▶ [Texto de la página]:

No conocemos el corazón y precisamos ilustrarnos de muchas maneras desde el grado cero de la existencia, justo donde Ana Clavel sitúa su Breve tratado del corazón, una novela constituida por cuatro historias distintas que se afectan mutuamente.


Quizá no sea que el corazón no piensa, sino que hace pensar. Porque “pensar” no es aquí el verbo que dominen los cerebros, sino la vibración de cuarenta mil células —neuronas del miocardio, dirán los anatomistas—, cuya actividad desafía la hegemonía del cráneo. El corazón: un cerebro sin cabeza, un órgano insurrecto, un archivo vivo, una lámpara. Ana Clavel escribe, más que un archivo de afectos, un Breve tratado del corazón (Alfaguara, 2019), una novela constituida por cuatro historias que confluyen en el dispositivo literario que se pone en función con el texto.


La verdadera lámpara de los deseos ha sido siempre tu propio corazón,” dice Scherezada, y ese decir se cuela en las arterias del texto de Ana Clavel como una corriente eléctrica, como una red clandestina de señales que laten, se aceleran, se coagulan, se abren paso. Porque en Breve tratado del corazón no hay corazón que no sea ya palimpsesto: texto sobre texto, órgano sobre mito, carne sobre leyenda, ritmo sobre lenguaje.


El corazón tiene voluntad autónoma. Se comporta como un necio. Le da pereza. Obvia lo evidente. Y alberga todo lo bueno y todo lo malo. En fin, el corazón merece ser tratado, sea de manera breve o extensa.

▶ [Tareas]:
A - Transcribe del texto sobre Breve tratado del corazón el fragmento que empieza en "No conocemos el" y termina en "con el texto.".
B - Responde estas preguntas según el texto sobre Breve tratado del corazón:
(i) ¿Qué editorial publicó la novela y en qué año?
(ii) ¿Quién dice que la verdadera lámpara de los deseos ha sido siempre tu propio corazón?
(iii) Según el último párrafo, ¿qué alberga el corazón?

▶ [Datos del conjunto]:
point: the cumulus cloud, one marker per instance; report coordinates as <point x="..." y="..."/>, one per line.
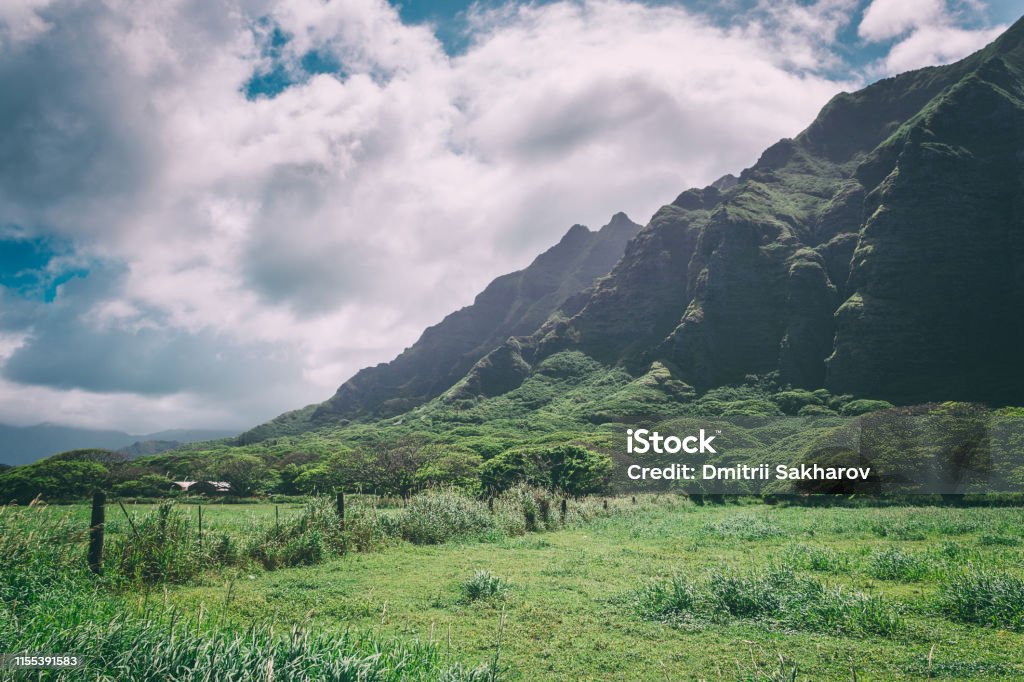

▶ [Respuestas en orden]:
A -
No conocemos el corazón y precisamos ilustrarnos de muchas maneras desde el grado cero de la existencia, justo donde Ana Clavel sitúa su Breve tratado del corazón, una novela constituida por cuatro historias distintas que se afectan mutuamente.


Quizá no sea que el corazón no piensa, sino que hace pensar. Porque “pensar” no es aquí el verbo que dominen los cerebros, sino la vibración de cuarenta mil células —neuronas del miocardio, dirán los anatomistas—, cuya actividad desafía la hegemonía del cráneo. El corazón: un cerebro sin cabeza, un órgano insurrecto, un archivo vivo, una lámpara. Ana Clavel escribe, más que un archivo de afectos, un Breve tratado del corazón (Alfaguara, 2019), una novela constituida por cuatro historias que confluyen en el dispositivo literario que se pone en función con el texto.

B -
(i) Alfaguara, en 2019.
(ii) Scherezada.
(iii) Todo lo bueno y todo lo malo.